● **EXERCISE OBJECTIVE**: Go through the records below and return each line that has "road" in it.

(Dataset entries)
***

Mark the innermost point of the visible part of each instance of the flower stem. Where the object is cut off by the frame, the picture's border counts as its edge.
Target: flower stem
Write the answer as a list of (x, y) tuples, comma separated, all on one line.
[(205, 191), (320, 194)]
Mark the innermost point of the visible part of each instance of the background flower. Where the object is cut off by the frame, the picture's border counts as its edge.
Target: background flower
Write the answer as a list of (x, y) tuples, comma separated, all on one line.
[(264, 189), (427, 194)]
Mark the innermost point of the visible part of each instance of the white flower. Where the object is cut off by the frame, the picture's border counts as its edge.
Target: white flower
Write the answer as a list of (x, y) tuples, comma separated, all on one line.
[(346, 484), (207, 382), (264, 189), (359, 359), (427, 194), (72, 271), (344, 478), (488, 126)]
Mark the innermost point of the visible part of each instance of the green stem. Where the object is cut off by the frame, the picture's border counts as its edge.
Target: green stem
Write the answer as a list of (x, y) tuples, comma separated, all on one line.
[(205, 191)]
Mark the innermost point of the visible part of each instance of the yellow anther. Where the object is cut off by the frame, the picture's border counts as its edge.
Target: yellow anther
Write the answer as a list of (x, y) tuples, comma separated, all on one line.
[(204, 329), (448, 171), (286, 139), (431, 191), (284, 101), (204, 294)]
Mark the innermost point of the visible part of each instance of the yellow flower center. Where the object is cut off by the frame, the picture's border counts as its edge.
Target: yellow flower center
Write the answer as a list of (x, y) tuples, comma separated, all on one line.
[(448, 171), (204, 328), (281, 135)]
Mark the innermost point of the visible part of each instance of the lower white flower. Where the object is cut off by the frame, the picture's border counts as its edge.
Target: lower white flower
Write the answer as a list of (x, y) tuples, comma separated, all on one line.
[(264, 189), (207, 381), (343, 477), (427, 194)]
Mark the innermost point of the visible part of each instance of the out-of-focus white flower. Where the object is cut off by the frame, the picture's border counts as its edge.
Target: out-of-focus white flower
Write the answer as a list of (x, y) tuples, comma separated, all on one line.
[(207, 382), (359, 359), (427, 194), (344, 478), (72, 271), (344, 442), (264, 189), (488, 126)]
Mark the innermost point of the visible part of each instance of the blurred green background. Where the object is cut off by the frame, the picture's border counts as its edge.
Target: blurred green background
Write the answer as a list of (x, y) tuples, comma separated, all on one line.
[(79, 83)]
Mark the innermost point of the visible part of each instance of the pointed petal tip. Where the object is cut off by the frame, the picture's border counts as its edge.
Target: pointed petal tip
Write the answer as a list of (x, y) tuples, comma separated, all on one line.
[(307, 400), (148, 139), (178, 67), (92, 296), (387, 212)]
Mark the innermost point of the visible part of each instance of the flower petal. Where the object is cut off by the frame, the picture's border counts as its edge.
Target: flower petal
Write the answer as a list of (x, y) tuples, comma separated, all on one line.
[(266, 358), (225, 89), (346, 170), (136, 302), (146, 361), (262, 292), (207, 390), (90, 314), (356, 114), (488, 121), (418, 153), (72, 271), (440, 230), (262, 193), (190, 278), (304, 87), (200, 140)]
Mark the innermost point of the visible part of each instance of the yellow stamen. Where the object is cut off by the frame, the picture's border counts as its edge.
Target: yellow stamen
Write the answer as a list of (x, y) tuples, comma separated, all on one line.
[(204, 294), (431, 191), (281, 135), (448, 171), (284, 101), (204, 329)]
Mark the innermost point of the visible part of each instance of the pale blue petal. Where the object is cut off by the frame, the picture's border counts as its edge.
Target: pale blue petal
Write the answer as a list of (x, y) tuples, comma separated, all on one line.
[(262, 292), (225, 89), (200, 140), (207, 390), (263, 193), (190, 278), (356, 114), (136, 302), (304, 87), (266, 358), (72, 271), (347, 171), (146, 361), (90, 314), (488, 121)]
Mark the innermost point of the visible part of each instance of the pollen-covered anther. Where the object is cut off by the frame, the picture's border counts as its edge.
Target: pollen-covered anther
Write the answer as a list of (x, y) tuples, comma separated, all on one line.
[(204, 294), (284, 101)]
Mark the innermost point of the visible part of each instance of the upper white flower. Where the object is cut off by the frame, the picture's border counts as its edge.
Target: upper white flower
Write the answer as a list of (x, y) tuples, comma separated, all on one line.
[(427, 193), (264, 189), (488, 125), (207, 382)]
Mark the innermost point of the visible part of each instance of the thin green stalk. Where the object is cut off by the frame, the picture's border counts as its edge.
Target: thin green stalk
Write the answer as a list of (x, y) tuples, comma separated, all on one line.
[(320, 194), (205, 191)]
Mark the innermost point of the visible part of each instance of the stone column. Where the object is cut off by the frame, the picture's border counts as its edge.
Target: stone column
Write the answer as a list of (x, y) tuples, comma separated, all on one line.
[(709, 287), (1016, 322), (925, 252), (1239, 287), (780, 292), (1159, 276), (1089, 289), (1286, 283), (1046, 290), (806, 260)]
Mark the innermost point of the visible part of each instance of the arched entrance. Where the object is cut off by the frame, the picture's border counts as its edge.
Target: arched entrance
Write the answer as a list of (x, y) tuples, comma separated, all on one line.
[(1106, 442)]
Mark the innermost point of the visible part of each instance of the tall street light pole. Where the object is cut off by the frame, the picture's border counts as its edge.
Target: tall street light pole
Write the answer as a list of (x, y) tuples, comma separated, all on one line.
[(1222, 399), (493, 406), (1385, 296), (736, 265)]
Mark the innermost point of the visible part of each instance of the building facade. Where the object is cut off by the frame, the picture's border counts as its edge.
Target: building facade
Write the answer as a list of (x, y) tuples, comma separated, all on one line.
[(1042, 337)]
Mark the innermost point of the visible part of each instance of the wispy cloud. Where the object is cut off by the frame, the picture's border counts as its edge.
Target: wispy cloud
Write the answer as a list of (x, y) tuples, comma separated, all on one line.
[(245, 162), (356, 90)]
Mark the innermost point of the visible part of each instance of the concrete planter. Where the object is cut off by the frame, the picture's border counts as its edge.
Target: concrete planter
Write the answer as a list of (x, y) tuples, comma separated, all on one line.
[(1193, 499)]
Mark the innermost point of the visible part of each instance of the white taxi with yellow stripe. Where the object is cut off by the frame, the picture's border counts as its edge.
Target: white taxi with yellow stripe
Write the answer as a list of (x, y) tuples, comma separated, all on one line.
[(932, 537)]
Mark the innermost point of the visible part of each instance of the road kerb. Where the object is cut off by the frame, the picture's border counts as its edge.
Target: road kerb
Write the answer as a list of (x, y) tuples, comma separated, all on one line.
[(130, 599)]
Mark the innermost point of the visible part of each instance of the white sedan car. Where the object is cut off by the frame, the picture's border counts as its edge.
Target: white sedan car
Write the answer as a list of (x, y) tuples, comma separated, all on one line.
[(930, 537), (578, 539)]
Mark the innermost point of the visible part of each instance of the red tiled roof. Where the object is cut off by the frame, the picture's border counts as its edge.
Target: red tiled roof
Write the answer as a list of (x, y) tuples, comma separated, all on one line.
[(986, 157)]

***

● **TASK OUTPUT**:
Mark the innermost point of the visible part of each instance of the road kerb. Where the object is cut off by the frame, the picture's border counts as its edge.
Target: road kerb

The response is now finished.